** What you are asked to do **
Without the pictures, repeat the listing character for character.
[Given data — start]
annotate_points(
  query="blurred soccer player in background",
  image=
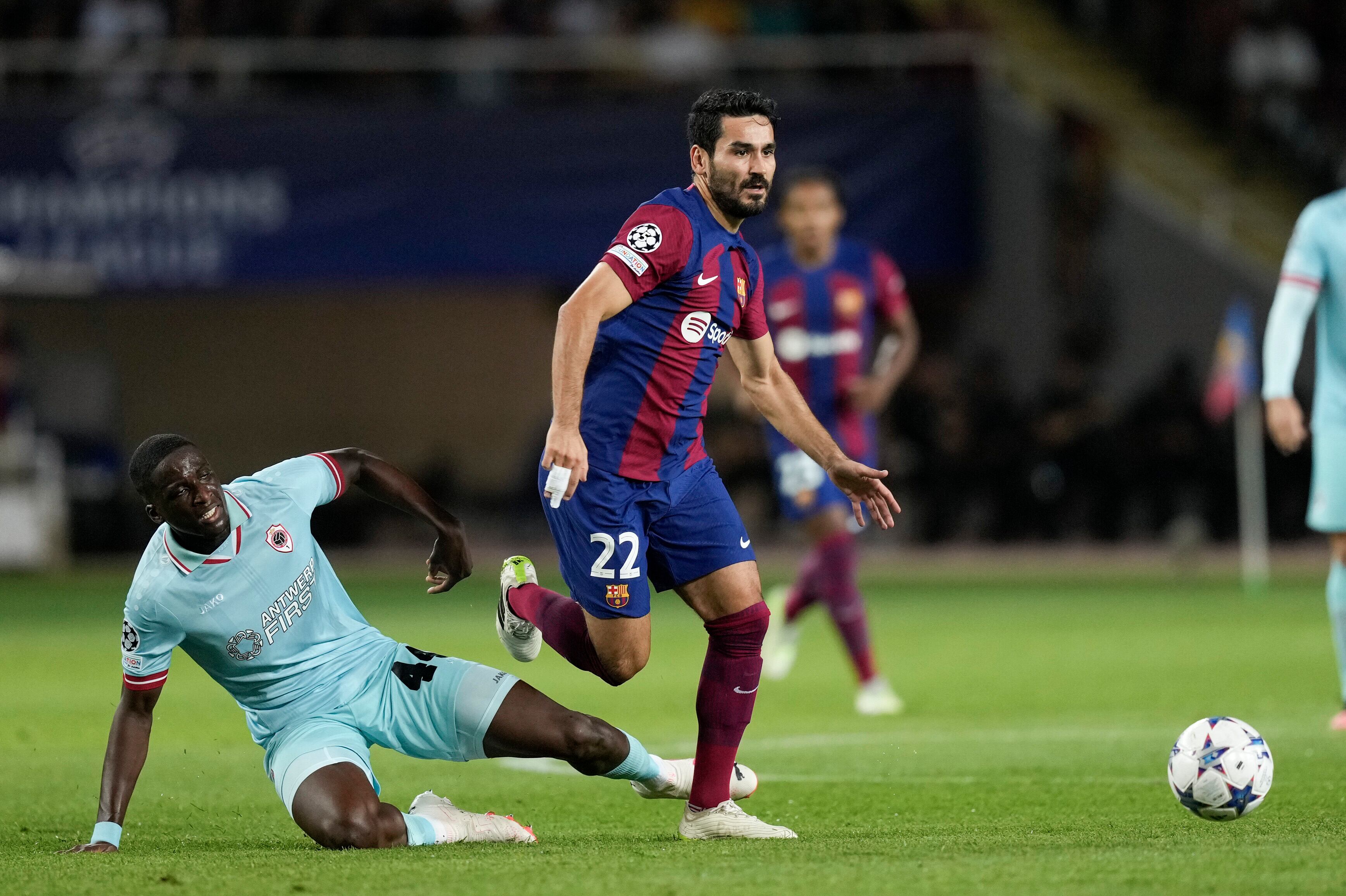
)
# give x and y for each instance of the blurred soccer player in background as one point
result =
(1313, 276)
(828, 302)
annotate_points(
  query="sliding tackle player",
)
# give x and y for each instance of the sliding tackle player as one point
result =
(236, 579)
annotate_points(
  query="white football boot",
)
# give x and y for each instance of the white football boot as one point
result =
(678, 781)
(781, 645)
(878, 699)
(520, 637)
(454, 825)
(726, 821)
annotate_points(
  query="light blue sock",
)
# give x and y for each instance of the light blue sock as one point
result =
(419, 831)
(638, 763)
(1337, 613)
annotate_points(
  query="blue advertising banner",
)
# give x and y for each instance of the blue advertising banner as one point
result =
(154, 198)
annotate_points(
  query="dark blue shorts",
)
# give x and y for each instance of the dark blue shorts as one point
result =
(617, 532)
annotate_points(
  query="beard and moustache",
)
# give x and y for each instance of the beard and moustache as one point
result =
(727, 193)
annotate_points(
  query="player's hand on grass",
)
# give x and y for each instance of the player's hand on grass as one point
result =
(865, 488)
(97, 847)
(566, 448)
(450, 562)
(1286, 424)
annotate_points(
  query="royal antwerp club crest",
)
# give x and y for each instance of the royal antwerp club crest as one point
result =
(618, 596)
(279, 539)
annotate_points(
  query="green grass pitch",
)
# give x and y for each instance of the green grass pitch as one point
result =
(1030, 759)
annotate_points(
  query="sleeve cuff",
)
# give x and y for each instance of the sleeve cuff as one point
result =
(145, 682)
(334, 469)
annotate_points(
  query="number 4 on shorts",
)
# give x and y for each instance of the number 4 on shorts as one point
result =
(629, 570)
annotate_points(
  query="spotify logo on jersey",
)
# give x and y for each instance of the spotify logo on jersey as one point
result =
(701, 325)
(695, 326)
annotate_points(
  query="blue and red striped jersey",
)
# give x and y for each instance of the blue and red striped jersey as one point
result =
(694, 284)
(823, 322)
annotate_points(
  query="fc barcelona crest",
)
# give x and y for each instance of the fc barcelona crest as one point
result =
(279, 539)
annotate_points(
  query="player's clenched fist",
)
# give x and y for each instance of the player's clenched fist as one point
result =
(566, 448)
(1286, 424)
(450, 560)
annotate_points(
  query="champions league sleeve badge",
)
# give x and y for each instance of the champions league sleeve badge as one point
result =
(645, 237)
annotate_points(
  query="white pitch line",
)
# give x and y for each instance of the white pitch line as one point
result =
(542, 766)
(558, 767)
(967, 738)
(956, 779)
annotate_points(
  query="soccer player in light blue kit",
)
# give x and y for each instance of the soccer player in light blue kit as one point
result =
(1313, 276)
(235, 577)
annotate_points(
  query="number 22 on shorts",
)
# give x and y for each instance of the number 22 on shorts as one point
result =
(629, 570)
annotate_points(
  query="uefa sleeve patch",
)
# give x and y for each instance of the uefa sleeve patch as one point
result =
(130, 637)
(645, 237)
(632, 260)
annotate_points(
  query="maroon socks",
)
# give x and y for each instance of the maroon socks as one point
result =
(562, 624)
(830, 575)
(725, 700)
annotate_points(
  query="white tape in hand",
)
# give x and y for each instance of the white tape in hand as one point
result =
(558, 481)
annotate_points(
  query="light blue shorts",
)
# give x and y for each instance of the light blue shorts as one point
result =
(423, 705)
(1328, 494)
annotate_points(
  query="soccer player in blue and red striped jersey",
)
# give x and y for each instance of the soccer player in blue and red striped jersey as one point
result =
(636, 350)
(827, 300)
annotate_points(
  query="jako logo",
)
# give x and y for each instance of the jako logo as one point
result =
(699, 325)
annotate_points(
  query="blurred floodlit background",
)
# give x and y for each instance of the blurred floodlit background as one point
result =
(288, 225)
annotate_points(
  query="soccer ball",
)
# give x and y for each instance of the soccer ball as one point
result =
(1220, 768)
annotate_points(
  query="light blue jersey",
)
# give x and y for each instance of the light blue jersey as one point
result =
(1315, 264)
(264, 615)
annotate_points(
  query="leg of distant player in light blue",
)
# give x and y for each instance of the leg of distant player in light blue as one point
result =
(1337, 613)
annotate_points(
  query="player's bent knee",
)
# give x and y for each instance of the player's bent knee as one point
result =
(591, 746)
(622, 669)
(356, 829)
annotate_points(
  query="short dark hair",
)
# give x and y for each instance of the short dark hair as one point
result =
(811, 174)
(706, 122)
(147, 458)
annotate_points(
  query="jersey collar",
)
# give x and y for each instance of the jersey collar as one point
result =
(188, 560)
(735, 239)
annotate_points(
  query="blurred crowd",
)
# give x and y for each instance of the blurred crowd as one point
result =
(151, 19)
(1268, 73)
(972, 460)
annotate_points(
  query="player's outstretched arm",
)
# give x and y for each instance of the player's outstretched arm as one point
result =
[Given data — finish]
** Written response **
annotate_points(
  query="blurred soccer player in background",
  image=
)
# give x and y for each instance of the blurred soccer player in background as one point
result =
(1313, 276)
(828, 302)
annotate_points(
  query="sliding tackle player",
)
# give x and y for each instance of the sliding tackle player as one point
result =
(236, 579)
annotate_points(
  query="white football boot",
)
# give x and y for each instance of the white football boot as one point
result =
(678, 781)
(781, 645)
(878, 699)
(520, 637)
(454, 825)
(726, 821)
annotate_points(
  query="light blue sock",
)
# give x and y for each instance of the light blue sock as one point
result =
(419, 831)
(638, 763)
(1337, 613)
annotate_points(
  query="blue advertising banner",
)
# give x and y for each instance of the blue advertising banner as one point
result =
(154, 198)
annotate_points(
  query="dark blue shorts",
)
# give x and y for each instance of the dark blue shorts as one point
result =
(617, 532)
annotate_points(
  query="beard and moustache",
)
# give x and y for each instance of the beard and moustache as one point
result =
(727, 193)
annotate_points(
  query="player's hand on grass",
)
# give x and y for each instance of the player's hand on grass as one point
result =
(865, 488)
(97, 847)
(566, 448)
(450, 562)
(1286, 424)
annotate_points(
  query="royal antwerp club crest",
)
# give x and y for each instance of the royal antwerp club crest as one point
result =
(618, 596)
(279, 539)
annotate_points(
  query="green grass pitch",
)
# give x and y for each instance of the green grass pitch as one point
result =
(1030, 759)
annotate_points(
  query="sleeve cuff",
)
# give x and y for each instance of the sleeve cuff as one point
result =
(145, 682)
(334, 469)
annotate_points(
  query="number 4 on shorts",
)
# give x and y for each instance of the number 4 on shorts as one point
result =
(629, 570)
annotate_points(
  query="spotify logo on jersey",
)
# give x and y for each instance of the spotify logo on jersey as one point
result =
(701, 325)
(695, 326)
annotate_points(
  query="blue and red striped jersey",
)
# give x and y for each instance of the blue and red striped jersey as one point
result =
(694, 284)
(823, 322)
annotate_points(
  query="fc barcelona crest",
)
# give x and y for each instance of the fc barcelona crest as one point
result =
(279, 539)
annotate_points(
  query="player's clenched fist",
)
# give x and y for each instance of the player's clenched fist as one point
result =
(566, 448)
(1286, 424)
(450, 560)
annotate_points(
  query="champions league sleeve badge",
)
# give x and y for each instance of the champions league sleeve badge as one point
result =
(645, 237)
annotate_points(
  query="white pitch line",
)
# give x and y for each instance of the white pitch line as one point
result =
(542, 766)
(558, 767)
(967, 738)
(956, 779)
annotate_points(
  query="soccer player in light blue kit",
)
# give x and y for each instance of the soccer player in light blue kit as one point
result =
(1313, 276)
(235, 577)
annotate_points(
  query="number 22 on shorts",
)
# give x and y for each instance of the number 22 on shorts as one point
result =
(629, 570)
annotate_points(
  query="uefa sleeve patch",
)
# give x and y for each instance of the uefa sleeve patch as one point
result =
(130, 637)
(645, 237)
(632, 260)
annotate_points(
  query="maroon socks",
)
# give x and y for each instance of the maroon socks as one point
result =
(562, 624)
(830, 575)
(725, 700)
annotate_points(
  query="white tape in hand",
)
# give x and y for each instance of the white tape in hand as one point
result =
(558, 481)
annotate_points(
  query="light blue shorts",
)
# give x and y for each instance of the light blue shorts as one point
result =
(423, 705)
(1328, 494)
annotate_points(
  query="soccer player in blue and red striped jersey",
)
# give x and y for each instance of the soccer player in blue and red striped jersey as one point
result =
(636, 350)
(827, 300)
annotate_points(
  query="jako logo",
)
# give x and y for each instance of the jako logo as one point
result =
(699, 325)
annotate_points(
  query="blurred floodlit background",
)
# give x and y for each instance of the blurred floodlit background as one point
result =
(288, 225)
annotate_points(
  query="soccer ball",
)
# give x and y for each instance of the soccer ball as one point
result =
(1220, 768)
annotate_points(
  query="light blue jersey",
)
# give x and y for each instance of the light blue jersey as one point
result =
(1315, 264)
(264, 615)
annotate_points(
  query="leg of distant player in light blue",
)
# give x and y for each instance of the leg of distant player in light blue as one point
result =
(1337, 613)
annotate_points(
  query="player's bent knee",
)
# give x and y for each instance of the player's bent knee as one point
result =
(591, 746)
(622, 669)
(356, 829)
annotate_points(
  query="short dark hair",
)
# give x and y for each instance of the short dark hair as one point
result =
(811, 174)
(706, 122)
(147, 458)
annotate_points(
  query="jersey collar",
)
# give x and y for each instance of the jersey collar as one point
result =
(188, 560)
(735, 239)
annotate_points(
  query="blurred crowd",
)
# give x and y for each instance of the blurred crowd as one point
result =
(151, 19)
(1268, 73)
(972, 460)
annotate_points(
  query="player's outstretched arm",
)
# give x and y for each instance of the player's outstretched arm as one point
result =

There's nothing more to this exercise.